Your task is to copy each line of the records that includes the string "building".

Material provided
########################################

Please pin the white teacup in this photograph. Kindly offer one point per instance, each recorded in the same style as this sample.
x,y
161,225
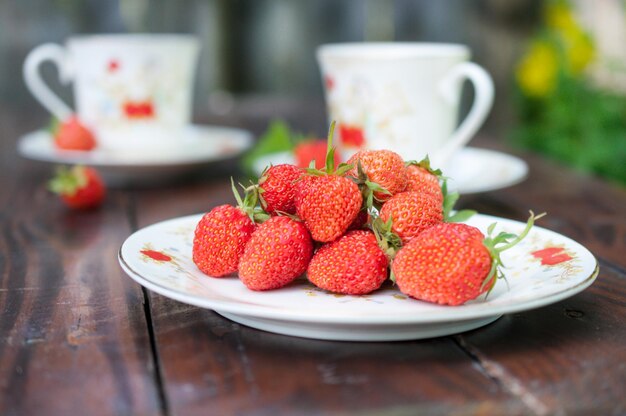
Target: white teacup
x,y
133,90
402,97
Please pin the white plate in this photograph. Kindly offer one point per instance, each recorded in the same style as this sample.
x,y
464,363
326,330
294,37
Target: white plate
x,y
159,258
197,146
470,170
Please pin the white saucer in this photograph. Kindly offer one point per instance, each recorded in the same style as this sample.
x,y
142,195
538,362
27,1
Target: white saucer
x,y
470,170
198,145
544,268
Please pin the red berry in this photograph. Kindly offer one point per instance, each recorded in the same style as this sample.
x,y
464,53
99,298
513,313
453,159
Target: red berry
x,y
423,180
220,239
411,213
277,188
384,167
452,263
79,187
446,264
71,134
328,205
278,252
353,264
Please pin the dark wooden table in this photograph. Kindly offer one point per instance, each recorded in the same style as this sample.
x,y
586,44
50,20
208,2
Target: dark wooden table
x,y
78,337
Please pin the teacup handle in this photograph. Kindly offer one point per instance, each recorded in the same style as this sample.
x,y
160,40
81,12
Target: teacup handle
x,y
57,55
483,100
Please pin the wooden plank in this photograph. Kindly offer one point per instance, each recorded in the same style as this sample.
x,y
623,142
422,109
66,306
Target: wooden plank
x,y
567,358
73,334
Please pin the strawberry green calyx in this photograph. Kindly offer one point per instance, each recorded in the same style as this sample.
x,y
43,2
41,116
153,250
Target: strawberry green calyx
x,y
388,241
425,164
249,203
449,200
67,181
329,167
502,242
368,188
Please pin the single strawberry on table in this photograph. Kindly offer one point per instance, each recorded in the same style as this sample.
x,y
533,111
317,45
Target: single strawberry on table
x,y
452,263
221,235
277,188
327,201
277,253
80,187
353,264
71,134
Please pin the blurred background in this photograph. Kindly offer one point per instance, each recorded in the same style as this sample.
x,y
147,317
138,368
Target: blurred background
x,y
559,66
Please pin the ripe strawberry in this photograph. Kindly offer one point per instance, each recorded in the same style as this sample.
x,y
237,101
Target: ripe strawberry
x,y
79,187
352,136
411,213
452,263
278,252
421,177
353,264
309,150
382,167
360,220
221,236
277,188
328,206
329,202
71,134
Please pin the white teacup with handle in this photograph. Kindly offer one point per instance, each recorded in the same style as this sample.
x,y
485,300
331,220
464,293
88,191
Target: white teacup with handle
x,y
403,97
134,91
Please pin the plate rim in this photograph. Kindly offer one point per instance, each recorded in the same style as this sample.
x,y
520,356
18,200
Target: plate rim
x,y
453,313
87,158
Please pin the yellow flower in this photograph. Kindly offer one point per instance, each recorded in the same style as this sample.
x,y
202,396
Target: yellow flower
x,y
559,16
577,45
537,72
579,51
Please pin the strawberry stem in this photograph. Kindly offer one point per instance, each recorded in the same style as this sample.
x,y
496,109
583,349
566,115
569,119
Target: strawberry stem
x,y
503,241
330,150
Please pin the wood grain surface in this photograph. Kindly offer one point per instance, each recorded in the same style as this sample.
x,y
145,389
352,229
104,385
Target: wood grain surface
x,y
79,337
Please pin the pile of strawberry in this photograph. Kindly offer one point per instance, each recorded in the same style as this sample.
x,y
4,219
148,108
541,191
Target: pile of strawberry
x,y
350,229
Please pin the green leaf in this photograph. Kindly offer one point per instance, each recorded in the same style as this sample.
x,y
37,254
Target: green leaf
x,y
277,138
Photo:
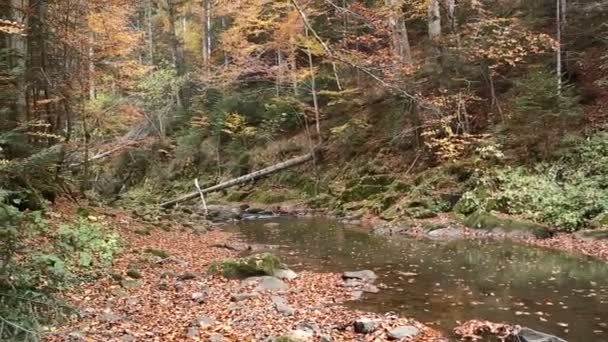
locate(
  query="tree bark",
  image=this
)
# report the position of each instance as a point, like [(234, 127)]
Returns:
[(243, 179), (206, 30), (558, 69), (434, 20), (399, 36)]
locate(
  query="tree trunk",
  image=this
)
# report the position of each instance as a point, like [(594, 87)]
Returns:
[(313, 89), (150, 33), (434, 20), (243, 179), (399, 36), (206, 28), (558, 67)]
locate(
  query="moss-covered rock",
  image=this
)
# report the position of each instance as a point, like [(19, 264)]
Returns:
[(600, 221), (320, 201), (601, 234), (361, 192), (237, 195), (484, 220), (157, 252), (239, 268)]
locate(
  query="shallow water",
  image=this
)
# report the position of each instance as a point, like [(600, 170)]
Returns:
[(443, 282)]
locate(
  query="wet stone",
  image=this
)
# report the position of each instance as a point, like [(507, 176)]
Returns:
[(365, 275), (365, 325), (406, 331)]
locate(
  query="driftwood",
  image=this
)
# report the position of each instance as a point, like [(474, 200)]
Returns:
[(243, 179)]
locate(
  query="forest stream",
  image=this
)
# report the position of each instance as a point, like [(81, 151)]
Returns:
[(441, 283)]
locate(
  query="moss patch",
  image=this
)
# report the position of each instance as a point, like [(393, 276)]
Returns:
[(484, 220), (239, 268)]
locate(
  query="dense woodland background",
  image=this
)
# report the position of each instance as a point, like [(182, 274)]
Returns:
[(421, 107)]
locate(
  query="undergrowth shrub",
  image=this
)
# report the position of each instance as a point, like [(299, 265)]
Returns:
[(568, 192), (36, 261)]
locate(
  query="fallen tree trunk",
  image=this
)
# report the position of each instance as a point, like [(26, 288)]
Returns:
[(239, 180)]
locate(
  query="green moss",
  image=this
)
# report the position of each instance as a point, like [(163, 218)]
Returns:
[(600, 221), (484, 220), (361, 192), (238, 268), (271, 196), (133, 273), (237, 196), (157, 252), (594, 234)]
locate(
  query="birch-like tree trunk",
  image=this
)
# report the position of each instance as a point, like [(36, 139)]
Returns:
[(313, 90), (150, 32), (558, 52), (206, 36), (399, 36), (434, 20)]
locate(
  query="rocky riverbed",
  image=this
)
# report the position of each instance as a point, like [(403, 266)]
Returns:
[(159, 289)]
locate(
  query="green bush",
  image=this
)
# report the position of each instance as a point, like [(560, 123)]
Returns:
[(567, 193)]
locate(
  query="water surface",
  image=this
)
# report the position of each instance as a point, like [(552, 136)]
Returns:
[(443, 282)]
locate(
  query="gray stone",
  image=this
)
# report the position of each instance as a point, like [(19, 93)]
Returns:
[(242, 296), (75, 336), (308, 326), (192, 332), (300, 335), (446, 233), (530, 335), (352, 283), (216, 338), (405, 331), (268, 283), (365, 325), (285, 274), (110, 317), (127, 338), (198, 297), (369, 288), (129, 284), (365, 275), (203, 321), (281, 305)]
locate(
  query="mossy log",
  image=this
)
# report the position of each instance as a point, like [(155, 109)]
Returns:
[(246, 178)]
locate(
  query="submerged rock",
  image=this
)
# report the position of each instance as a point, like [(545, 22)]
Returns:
[(285, 274), (406, 331), (271, 284), (530, 335), (365, 325), (365, 275), (281, 305), (239, 268), (484, 220)]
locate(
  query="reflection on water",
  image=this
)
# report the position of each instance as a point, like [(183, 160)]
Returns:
[(440, 283)]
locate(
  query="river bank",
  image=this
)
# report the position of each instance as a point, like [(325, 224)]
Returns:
[(159, 290), (444, 226)]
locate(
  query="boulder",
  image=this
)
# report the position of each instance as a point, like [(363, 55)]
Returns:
[(216, 338), (198, 297), (365, 275), (281, 305), (239, 268), (365, 325), (530, 335), (271, 284), (446, 233), (406, 331), (238, 297), (487, 221)]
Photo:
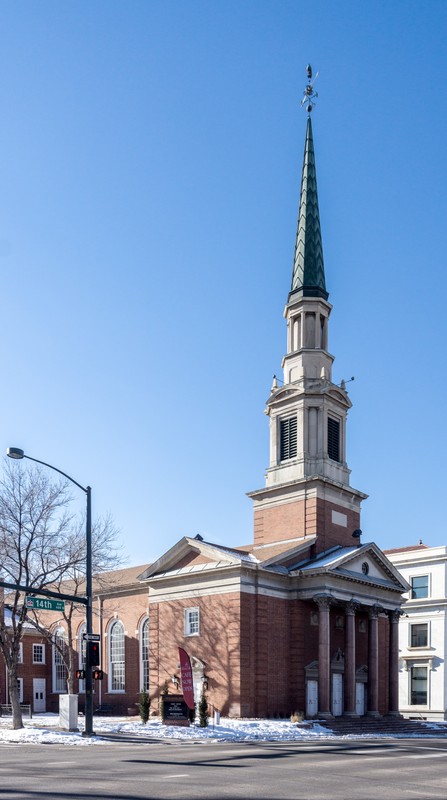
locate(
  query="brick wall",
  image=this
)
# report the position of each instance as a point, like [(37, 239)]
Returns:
[(298, 518)]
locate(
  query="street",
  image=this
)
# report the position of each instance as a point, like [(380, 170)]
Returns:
[(339, 770)]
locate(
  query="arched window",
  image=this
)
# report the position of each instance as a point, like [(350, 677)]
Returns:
[(82, 645), (59, 668), (144, 655), (116, 657)]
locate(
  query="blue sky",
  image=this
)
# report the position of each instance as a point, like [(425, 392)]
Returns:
[(150, 165)]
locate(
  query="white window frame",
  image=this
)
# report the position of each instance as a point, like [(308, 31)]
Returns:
[(144, 655), (420, 646), (113, 668), (42, 650), (192, 627), (420, 575)]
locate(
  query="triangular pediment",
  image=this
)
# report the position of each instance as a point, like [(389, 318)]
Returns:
[(366, 564), (189, 553)]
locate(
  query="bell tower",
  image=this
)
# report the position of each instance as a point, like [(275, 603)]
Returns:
[(307, 491)]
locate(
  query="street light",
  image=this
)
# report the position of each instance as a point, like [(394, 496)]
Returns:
[(15, 452)]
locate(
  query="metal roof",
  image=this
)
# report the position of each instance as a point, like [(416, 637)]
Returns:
[(308, 267)]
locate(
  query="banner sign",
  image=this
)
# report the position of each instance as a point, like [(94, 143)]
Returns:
[(186, 673)]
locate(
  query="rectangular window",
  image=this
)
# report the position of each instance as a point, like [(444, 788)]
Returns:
[(419, 635), (38, 654), (419, 683), (333, 438), (419, 587), (192, 622), (288, 440)]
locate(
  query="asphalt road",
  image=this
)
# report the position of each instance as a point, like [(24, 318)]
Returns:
[(412, 769)]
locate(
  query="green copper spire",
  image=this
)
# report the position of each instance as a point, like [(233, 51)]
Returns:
[(308, 267)]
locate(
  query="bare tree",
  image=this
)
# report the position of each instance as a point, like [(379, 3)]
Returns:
[(106, 555), (42, 546)]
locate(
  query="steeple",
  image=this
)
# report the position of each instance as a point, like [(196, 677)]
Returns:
[(307, 489), (308, 267)]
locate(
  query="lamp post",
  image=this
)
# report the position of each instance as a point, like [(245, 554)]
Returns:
[(15, 452)]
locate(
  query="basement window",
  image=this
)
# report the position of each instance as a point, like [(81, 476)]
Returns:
[(333, 438), (288, 438)]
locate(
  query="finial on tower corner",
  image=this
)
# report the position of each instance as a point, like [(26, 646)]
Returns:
[(309, 93)]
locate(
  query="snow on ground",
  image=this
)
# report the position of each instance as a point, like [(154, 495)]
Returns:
[(44, 729)]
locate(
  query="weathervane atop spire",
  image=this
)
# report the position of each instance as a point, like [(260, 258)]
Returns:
[(309, 93)]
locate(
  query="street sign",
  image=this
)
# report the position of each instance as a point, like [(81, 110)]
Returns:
[(45, 603)]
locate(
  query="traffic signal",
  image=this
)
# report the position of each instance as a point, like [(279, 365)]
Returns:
[(94, 653)]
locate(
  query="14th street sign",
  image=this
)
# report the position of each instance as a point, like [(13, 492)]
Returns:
[(45, 603)]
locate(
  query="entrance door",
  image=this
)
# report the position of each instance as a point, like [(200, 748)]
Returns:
[(39, 695), (311, 698), (360, 699), (337, 694)]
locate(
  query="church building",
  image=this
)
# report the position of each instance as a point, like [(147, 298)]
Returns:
[(306, 616)]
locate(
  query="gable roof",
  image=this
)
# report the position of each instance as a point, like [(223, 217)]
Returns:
[(214, 554), (347, 562)]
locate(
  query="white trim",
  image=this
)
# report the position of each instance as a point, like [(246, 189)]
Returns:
[(115, 622), (143, 624), (189, 623), (42, 647)]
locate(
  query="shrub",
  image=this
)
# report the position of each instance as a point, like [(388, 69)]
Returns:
[(144, 706)]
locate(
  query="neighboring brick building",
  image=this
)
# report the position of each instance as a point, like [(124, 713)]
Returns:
[(305, 617)]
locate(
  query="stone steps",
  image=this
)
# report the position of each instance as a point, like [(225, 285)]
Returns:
[(391, 726)]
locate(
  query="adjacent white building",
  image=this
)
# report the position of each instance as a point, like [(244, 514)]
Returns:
[(423, 631)]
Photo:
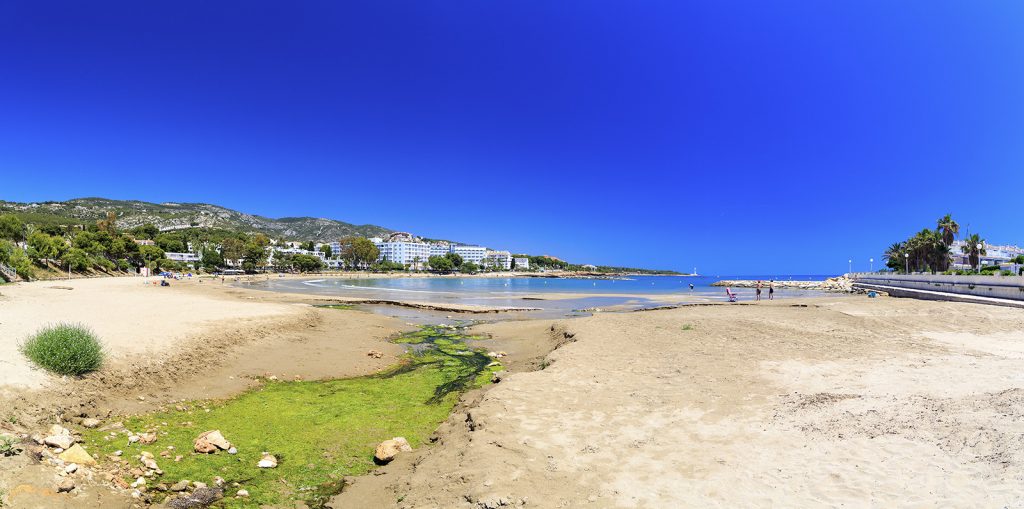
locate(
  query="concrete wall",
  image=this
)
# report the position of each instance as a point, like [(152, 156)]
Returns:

########################################

Response area
  query="church building",
  query="neighboring brick building",
  query="adjacent white building",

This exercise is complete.